▶ **TEXTE FOURNI**:
════════

Vivre ensemble dans la cité

Le centre socio-culturel des Trois Cités à Poitiers est un foyer d’initiatives d’habitants du quartier, appuyés par des professionnels. Ensemble, ils  définissent et mettent en œuvre des projet de développement social pour l’ensemble de la population du territoire.

A la fin du XIXe siècle en France, suivant en cela un mouvement initié en Angleterre, quelques jeunes gens, enfants des industriels de l’époque, se révoltent contre la façon dont leurs parents font la charité. Certains d’entre eux déménagent pour s’installer dans ce qui n’est pas encore la banlieue rouge, posant les bases d’un projet qu’ils veulent dénué d’esprit caritatif : il s’agit de « faire avec » les habitants de ces quartiers, le plus souvent des ouvriers, et non de « faire pour eux ». Les problèmes traités concernent la vie quotidienne : l’hygiène, les bibliothèques, la condition physique, les modes de garde des enfants, etc.

════════

(Entrées d'annotation par coordonnées)

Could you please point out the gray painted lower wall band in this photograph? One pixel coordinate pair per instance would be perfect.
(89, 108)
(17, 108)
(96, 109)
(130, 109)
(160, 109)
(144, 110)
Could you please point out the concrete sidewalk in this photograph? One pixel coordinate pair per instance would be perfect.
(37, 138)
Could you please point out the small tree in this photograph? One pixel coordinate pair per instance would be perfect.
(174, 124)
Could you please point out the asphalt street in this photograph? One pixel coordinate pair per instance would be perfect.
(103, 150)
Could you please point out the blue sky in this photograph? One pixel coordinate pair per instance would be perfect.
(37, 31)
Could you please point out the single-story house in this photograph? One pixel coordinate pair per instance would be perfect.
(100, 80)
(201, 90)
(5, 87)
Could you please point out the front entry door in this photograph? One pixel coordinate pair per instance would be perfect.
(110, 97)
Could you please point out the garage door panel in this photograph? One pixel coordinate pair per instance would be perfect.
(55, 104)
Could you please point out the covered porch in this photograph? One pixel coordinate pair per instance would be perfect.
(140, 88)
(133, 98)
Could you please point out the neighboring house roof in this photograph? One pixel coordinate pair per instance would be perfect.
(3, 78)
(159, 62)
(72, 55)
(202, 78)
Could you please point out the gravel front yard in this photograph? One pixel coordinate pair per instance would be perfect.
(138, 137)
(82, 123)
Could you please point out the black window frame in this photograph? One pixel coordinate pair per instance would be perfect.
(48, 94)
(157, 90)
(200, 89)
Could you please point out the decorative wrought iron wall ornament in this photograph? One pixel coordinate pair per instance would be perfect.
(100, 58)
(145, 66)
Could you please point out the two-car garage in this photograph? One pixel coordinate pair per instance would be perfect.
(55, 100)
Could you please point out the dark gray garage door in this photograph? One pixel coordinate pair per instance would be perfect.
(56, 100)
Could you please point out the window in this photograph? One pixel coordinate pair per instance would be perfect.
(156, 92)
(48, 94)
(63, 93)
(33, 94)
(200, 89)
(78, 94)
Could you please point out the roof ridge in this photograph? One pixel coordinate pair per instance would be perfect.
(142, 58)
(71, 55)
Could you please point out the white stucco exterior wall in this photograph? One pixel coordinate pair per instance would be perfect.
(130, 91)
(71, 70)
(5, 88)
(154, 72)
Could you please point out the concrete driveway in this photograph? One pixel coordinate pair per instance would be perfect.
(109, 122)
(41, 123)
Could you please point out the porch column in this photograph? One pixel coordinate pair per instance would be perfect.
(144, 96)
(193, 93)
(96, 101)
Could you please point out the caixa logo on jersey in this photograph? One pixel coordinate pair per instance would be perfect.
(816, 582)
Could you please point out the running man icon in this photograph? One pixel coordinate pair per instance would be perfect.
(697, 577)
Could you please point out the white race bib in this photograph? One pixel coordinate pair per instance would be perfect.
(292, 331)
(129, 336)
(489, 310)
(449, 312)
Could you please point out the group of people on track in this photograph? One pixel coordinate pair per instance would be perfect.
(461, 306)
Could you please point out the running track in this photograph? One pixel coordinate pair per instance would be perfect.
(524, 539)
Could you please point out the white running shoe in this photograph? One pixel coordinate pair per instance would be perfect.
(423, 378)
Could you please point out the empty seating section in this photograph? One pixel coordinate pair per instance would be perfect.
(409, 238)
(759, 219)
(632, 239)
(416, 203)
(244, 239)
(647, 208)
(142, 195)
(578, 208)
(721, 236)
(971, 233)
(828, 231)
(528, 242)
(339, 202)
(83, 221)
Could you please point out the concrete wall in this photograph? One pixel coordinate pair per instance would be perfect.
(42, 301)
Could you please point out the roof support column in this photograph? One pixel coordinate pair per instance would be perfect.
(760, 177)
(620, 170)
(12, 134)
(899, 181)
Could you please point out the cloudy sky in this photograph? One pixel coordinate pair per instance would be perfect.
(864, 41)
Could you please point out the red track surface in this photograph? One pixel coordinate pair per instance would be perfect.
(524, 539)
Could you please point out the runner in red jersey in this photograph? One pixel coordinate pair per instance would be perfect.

════════

▶ **CONSIGNE ÉCRITE 1**:
Selon le texte sur le centre socio-culturel des Trois Cités, dans quel pays a été initié le mouvement suivi en France à la fin du XIXe siècle ?
▶ **CONSIGNE ÉCRITE 2**:
Recopiez tout le passage du texte sur le centre socio-culturel des Trois Cités, depuis « A la fin du » jusqu'à « des enfants, etc. ».
Les entrées forment un matériau distinct du texte.

▶ **SOLUTION 1**:
En Angleterre.

▶ **SOLUTION 2**:
A la fin du XIXe siècle en France, suivant en cela un mouvement initié en Angleterre, quelques jeunes gens, enfants des industriels de l’époque, se révoltent contre la façon dont leurs parents font la charité. Certains d’entre eux déménagent pour s’installer dans ce qui n’est pas encore la banlieue rouge, posant les bases d’un projet qu’ils veulent dénué d’esprit caritatif : il s’agit de « faire avec » les habitants de ces quartiers, le plus souvent des ouvriers, et non de « faire pour eux ». Les problèmes traités concernent la vie quotidienne : l’hygiène, les bibliothèques, la condition physique, les modes de garde des enfants, etc.